## Short problem
Copy out the entries exactly, from the first line to the last.

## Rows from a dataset
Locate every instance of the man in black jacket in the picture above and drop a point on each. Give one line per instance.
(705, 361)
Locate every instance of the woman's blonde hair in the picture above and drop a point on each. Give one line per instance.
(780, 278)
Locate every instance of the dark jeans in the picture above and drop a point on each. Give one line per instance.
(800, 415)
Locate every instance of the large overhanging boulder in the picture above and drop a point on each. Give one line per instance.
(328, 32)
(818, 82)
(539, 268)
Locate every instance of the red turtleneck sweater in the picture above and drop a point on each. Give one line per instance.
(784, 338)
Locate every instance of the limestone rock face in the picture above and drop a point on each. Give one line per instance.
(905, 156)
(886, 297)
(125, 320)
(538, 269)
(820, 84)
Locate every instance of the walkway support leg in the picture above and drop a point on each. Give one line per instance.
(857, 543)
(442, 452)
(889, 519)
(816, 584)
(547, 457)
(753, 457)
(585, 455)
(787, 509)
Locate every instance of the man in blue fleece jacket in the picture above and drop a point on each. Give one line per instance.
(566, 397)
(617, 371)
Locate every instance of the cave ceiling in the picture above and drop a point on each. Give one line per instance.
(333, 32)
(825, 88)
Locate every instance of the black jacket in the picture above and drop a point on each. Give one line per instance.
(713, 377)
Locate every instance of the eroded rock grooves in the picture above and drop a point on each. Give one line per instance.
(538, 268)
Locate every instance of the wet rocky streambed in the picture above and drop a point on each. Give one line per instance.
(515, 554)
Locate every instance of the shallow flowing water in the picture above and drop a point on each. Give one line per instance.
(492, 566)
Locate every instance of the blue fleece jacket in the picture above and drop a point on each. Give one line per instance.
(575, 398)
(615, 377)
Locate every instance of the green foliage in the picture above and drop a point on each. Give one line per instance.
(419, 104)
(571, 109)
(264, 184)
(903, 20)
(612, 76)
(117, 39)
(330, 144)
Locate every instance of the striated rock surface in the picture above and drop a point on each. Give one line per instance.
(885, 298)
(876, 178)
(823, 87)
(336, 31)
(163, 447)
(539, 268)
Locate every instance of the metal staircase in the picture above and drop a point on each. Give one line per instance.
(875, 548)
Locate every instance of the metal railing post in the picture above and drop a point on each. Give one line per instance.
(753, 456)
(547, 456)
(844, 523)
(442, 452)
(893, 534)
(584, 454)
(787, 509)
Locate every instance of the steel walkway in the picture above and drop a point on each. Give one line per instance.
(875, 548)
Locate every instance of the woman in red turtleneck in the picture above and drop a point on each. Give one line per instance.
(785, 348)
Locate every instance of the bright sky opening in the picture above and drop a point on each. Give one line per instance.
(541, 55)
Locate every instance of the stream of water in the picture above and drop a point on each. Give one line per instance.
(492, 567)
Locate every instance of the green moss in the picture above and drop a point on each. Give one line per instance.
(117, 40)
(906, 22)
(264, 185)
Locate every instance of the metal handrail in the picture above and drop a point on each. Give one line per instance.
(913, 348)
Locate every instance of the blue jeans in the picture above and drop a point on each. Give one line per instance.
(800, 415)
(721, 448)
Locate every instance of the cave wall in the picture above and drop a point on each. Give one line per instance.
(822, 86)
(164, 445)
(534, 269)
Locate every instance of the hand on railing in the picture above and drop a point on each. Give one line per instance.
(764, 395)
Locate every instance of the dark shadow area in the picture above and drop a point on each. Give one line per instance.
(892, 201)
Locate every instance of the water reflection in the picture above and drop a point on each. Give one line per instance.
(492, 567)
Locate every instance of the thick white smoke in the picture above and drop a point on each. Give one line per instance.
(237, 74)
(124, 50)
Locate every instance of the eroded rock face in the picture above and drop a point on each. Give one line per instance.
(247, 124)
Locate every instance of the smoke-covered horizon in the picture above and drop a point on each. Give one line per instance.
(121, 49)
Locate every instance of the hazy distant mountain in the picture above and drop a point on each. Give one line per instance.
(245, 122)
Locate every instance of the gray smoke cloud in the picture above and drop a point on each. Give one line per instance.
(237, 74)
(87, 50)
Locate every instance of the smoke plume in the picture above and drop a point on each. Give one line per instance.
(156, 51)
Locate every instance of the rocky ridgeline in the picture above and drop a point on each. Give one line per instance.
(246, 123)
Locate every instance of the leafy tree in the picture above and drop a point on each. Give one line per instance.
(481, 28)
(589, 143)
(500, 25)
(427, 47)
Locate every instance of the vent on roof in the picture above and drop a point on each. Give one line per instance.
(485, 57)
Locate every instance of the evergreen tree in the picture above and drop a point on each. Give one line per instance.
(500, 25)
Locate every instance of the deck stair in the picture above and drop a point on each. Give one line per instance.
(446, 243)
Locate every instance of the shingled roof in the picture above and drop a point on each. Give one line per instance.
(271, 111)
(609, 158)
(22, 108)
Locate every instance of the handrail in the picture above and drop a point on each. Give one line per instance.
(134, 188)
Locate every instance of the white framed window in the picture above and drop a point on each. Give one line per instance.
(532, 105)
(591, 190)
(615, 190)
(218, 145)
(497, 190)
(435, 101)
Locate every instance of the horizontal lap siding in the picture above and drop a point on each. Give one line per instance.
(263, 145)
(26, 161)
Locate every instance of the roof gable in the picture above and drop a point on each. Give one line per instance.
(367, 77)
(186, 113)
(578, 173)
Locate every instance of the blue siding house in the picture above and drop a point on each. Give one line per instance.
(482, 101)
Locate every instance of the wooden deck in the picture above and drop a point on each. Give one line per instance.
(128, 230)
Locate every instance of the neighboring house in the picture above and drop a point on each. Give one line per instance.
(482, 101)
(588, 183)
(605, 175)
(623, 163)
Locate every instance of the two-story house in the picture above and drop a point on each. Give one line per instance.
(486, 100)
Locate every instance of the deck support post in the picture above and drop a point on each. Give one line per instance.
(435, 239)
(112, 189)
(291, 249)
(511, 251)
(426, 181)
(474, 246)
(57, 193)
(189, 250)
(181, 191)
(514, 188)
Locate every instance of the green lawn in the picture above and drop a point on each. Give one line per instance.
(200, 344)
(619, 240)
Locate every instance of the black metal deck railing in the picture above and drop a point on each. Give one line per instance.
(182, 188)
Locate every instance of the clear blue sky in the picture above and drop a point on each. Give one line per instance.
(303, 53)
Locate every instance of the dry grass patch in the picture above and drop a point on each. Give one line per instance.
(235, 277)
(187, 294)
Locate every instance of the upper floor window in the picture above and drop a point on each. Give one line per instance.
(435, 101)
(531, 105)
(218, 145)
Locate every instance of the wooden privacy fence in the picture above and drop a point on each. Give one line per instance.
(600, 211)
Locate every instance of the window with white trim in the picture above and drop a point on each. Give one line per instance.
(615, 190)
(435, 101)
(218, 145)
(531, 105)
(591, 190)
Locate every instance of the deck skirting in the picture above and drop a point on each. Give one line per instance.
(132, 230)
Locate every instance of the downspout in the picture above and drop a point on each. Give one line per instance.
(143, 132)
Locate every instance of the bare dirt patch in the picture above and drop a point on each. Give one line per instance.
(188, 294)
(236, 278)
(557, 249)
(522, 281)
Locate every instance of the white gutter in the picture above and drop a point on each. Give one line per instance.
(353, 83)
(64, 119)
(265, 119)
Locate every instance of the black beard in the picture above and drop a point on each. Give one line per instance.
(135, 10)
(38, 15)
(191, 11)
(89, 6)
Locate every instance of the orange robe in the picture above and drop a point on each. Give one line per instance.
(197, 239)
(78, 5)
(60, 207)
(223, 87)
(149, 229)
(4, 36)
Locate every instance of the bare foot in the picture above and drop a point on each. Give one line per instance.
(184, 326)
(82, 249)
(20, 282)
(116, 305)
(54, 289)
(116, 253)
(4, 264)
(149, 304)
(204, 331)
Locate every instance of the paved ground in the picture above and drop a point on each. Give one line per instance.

## Output for this task
Locate every instance of the man in black jacket in the picture above and drop a point on each. Give one line per instance.
(705, 361)
Locate every instance of the woman's blonde hair in the picture above and drop a point on each. Give one line per instance.
(780, 278)
Locate every instance of the dark jeans in the picture above and drop a point on each. Give one line per instance.
(800, 415)
Locate every instance of the large overhanging boulder in the picture above and drop a point on each. Give one line per instance.
(328, 32)
(818, 82)
(539, 268)
Locate every instance of the red turtleneck sweater in the picture above and drop a point on each. Give one line per instance.
(784, 338)
Locate every instance of the limestone rock face in the picture above and drop a point on each. Give one line per instance.
(905, 156)
(886, 297)
(125, 320)
(538, 269)
(820, 84)
Locate every instance of the walkway support leg in the picture above and drop a point on each. Give one line per instance.
(857, 543)
(442, 452)
(889, 519)
(816, 584)
(547, 457)
(753, 457)
(585, 455)
(787, 509)
Locate every instance of the man in blue fleece jacket in the picture above and drop a point on each. Give one line per instance.
(566, 397)
(617, 371)
Locate every instance of the cave ceiling in the picture above and drop a point on each. Give one line per instance.
(333, 32)
(825, 88)
Locate every instance of the black jacket in the picture above and drop a point on each. Give one line per instance.
(713, 377)
Locate every instance of the eroded rock grooves in the picture above and drop a point on each. Give one line per instance.
(538, 268)
Locate every instance of the wet rocky streambed in the picture above and drop a point on each. Give one line per instance.
(515, 554)
Locate every instance of the shallow flowing water in the picture above and drop a point on each. Give one line per instance.
(492, 566)
Locate every instance of the blue fleece jacket in the picture above and drop a point on each. Give one line per instance.
(575, 398)
(615, 377)
Locate every instance of the green foliage in the picture above and drop a point on each. Give one line per instance.
(419, 104)
(571, 109)
(264, 184)
(903, 20)
(612, 76)
(117, 39)
(330, 144)
Locate every instance of the striated rock surface in the picture above and drop a point on each. Give one line per instance.
(885, 298)
(876, 178)
(823, 87)
(336, 31)
(163, 447)
(539, 268)
Locate every instance of the metal staircase in the picture above and drop a point on each. Give one line per instance.
(875, 548)
Locate every instance of the metal railing post in the picture above and drop a point on each. Give one line per instance.
(753, 456)
(547, 456)
(844, 523)
(442, 452)
(893, 534)
(584, 454)
(787, 509)
Locate every instance of the steel walkway in the picture above and drop a point on each. Give one line per instance.
(875, 548)
Locate every instance of the woman in red turtleneck in the picture above and drop a point on each. Give one line per instance.
(785, 348)
Locate every instance of the bright sky opening in the picture above and drop a point on each. Give one line per instance.
(541, 55)
Locate every instance of the stream of water in the picture above and drop a point on each. Give one line per instance.
(492, 567)
Locate every instance of the green moss in the picture above and drop a point on each. Give one line per instance.
(117, 40)
(906, 22)
(264, 185)
Locate every instance of the metal handrail in the picture above and drop a point on each. Give one line per instance.
(913, 348)
Locate every instance of the blue jeans in the picture above and drop a point on each. Give one line per instance.
(800, 415)
(721, 448)
Locate every instance of the cave wall in the picture above and drop a point on each. Give one line per instance.
(822, 86)
(164, 445)
(534, 269)
Locate every instance of the hand on railing in the picture above and drop a point on each. Give one line per instance.
(764, 395)
Locate every instance of the dark shadow area in the picture above and drop a point on each. Give one line per instance.
(892, 201)
Locate every instance of the water reflection in the picture above and drop a point on each. Give one line per instance.
(492, 567)
Locate every instance of the thick white smoke in the picture above and drop a point on each. Give one line per instance.
(237, 74)
(124, 50)
Locate every instance of the eroded rock face in the picture above and drop a point on each. Give one line per instance.
(247, 124)
Locate every instance of the smoke-covered horizon in the picture above and drop a point on each. Give one line per instance.
(121, 49)
Locate every instance of the hazy distant mountain in the picture above and drop a point on each. Give one line per instance.
(245, 122)
Locate every instance of the gray smoke cloud in the picture above and drop a point on each. Give one line per instance.
(237, 74)
(87, 50)
Locate every instance of the smoke plume in the picture above and drop a point on each. Give one line per instance.
(156, 51)
Locate every instance of the rocky ridgeline in the picture above and drop a point on each. Give one line per instance.
(246, 123)
Locate every instance of the leafy tree in the picture above and drop a point on each. Give one line per instance.
(481, 28)
(589, 143)
(500, 25)
(427, 47)
Locate every instance of the vent on roof in the picture above and drop a point on each. Give one line per instance.
(485, 57)
Locate every instance of the evergreen tree in the picture above and drop a point on each. Give one line per instance.
(500, 25)
Locate every instance of the deck stair in the picture above and drop a point on each. Give one line per instance.
(446, 243)
Locate every instance of the shingled roof in the picture above and drop a point on each. Give one line per instance.
(271, 111)
(609, 158)
(22, 108)
Locate every instance of the handrail in the picture above and drop a point on each. Give one line per instance.
(134, 188)
Locate every instance of the white framed window in the picture above and drop a point on each. Give one line per instance.
(532, 105)
(591, 190)
(615, 190)
(218, 145)
(497, 190)
(435, 101)
Locate every instance of the horizontal lap siding in the picture above and drop a point on each. Give one line per instance.
(263, 145)
(26, 161)
Locate every instance of the roof gable in the picture above and drop a point on each. Give one line per instance.
(367, 77)
(186, 113)
(578, 173)
Locate every instance of the blue siding house in the picture above and drop a point on each. Give one line per instance.
(482, 101)
Locate every instance of the wooden deck in the picture above and drop a point on each. Give one line per instance.
(128, 230)
Locate every instance of the neighboring house in the picture above and drop a point on each. Give one line per instance.
(482, 101)
(588, 183)
(605, 175)
(623, 163)
Locate every instance of the two-story house in the picture above and drop a point on each. Give one line per instance.
(486, 100)
Locate every instance of the deck support post in the picture above and drop a point on each. Give one line per instance.
(435, 239)
(112, 189)
(291, 249)
(511, 251)
(426, 181)
(474, 246)
(57, 193)
(189, 250)
(181, 191)
(514, 188)
Locate every instance of the green lawn in the picture above and drop a point on each. Give one line per instance.
(200, 344)
(619, 240)
Locate every instance of the black metal deck railing in the picture above and drop a point on each. Give one line per instance.
(182, 188)
Locate every instance of the clear blue sky in the picture above and drop a point on each. Give one line per instance.
(303, 53)
Locate every instance of the dry grass patch in the picture above and drop a point on each. Give one line per instance.
(235, 277)
(187, 294)
Locate every instance of the upper floor window in the picture above and drop a point on each. Give one line per instance.
(435, 101)
(531, 105)
(218, 145)
Locate every instance of the wooden privacy fence in the picture above and drop a point on each. Give one line per instance.
(600, 211)
Locate every instance of the window with white trim in the picture above and drop a point on each. Give one line per instance.
(615, 190)
(435, 101)
(218, 145)
(531, 105)
(591, 190)
Locate every instance of the deck skirting in the picture above and drop a point on each. Give one line per instance.
(132, 230)
Locate every instance of the downspout in the picture above and drop a point on each. Give one line per instance.
(143, 132)
Locate every instance of the bare dirt patch in the picture above and drop a point on each. Give one line per instance.
(188, 294)
(236, 278)
(557, 249)
(522, 281)
Locate every instance of the white gutter in the picture above and drop a point on each. Give one line per instance.
(353, 83)
(64, 119)
(265, 119)
Locate every instance of the black beard in the picture above and drop a point on each. Give one line per instance.
(135, 10)
(38, 15)
(191, 11)
(89, 6)
Locate every instance of the orange robe in the picture above and drop a point on each. Give one line per instance.
(197, 239)
(78, 5)
(60, 207)
(223, 87)
(149, 229)
(4, 36)
Locate every instance of the bare foot in the picture above and drop a point on each. Give one line per instance.
(184, 326)
(82, 249)
(20, 282)
(116, 305)
(54, 289)
(116, 253)
(4, 264)
(149, 304)
(204, 331)
Locate every instance of the paved ground in the picture above and drop a point on each. Give one line per instance.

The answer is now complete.